## [Task instructions]
Present the material below as a Markdown table with the columns Row and Line, numbering each line and leaving out blank lines. Begin at the line that contains "Annotation task — tag each instance of the animal's back" and stop after the line that contains "pixel 583 310".

## [Data extract]

※

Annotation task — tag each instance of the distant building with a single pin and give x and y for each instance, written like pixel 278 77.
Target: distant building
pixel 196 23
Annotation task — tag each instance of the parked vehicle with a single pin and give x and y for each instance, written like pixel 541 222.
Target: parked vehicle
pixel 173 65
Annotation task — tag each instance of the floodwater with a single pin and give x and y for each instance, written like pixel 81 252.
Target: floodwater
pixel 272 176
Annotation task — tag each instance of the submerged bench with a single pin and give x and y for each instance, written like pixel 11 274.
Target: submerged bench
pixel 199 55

※

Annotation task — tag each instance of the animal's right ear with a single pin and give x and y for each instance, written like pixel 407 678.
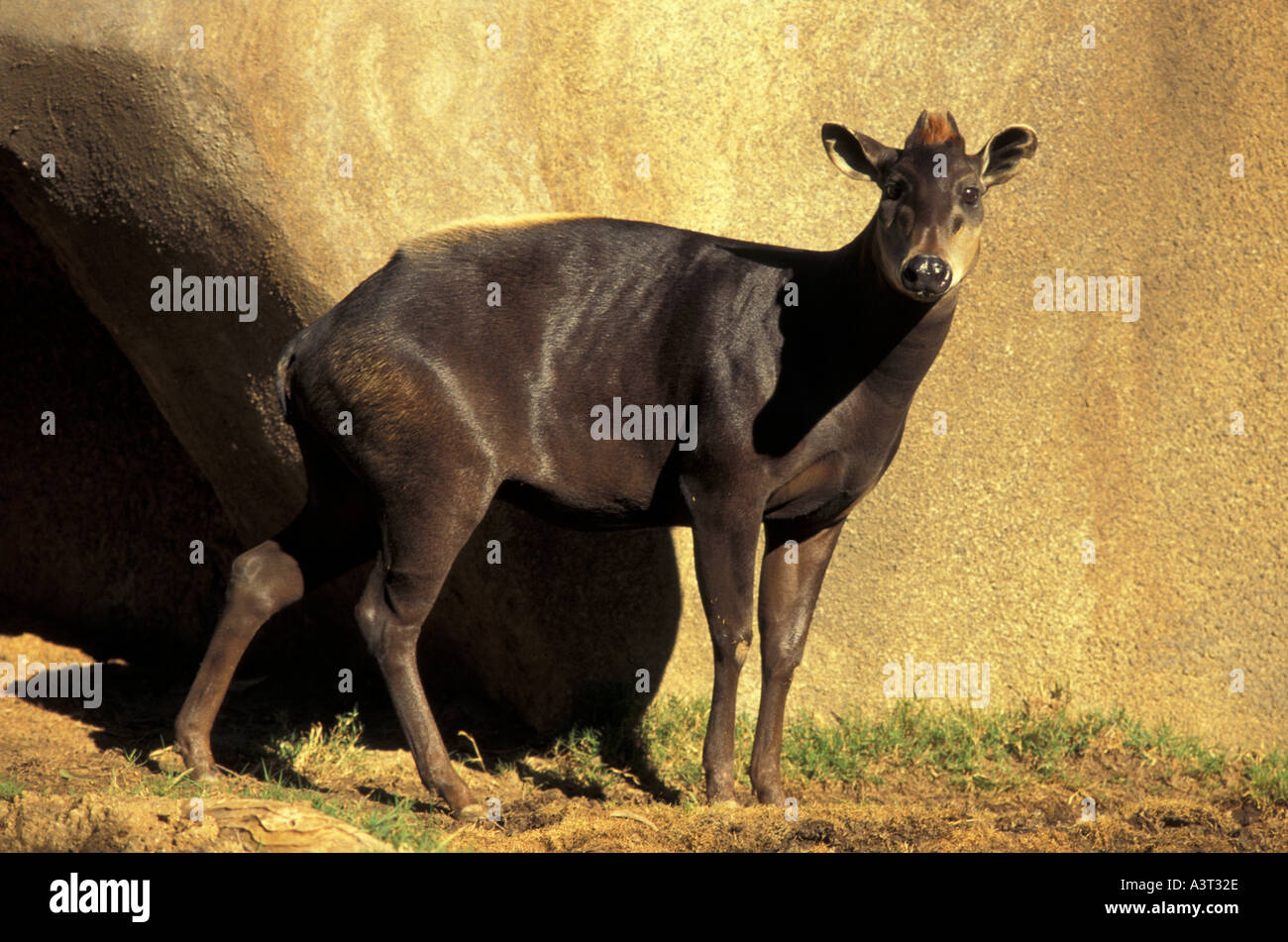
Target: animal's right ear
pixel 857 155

※

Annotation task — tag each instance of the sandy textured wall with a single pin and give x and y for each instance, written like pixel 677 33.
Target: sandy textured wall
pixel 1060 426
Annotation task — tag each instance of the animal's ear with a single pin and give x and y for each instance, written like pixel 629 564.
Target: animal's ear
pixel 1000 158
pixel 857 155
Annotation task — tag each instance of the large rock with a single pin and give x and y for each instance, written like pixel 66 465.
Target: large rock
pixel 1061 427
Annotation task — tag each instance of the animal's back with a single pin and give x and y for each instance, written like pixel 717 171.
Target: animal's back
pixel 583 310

※

## [Response for this exercise]
| Row | Line |
|---|---|
| 1 | Annotation task — tag each instance of the animal's back with a single pin and give x and y for each instance, written like pixel 717 171. |
| 2 | Target: animal's back |
| 3 | pixel 583 310 |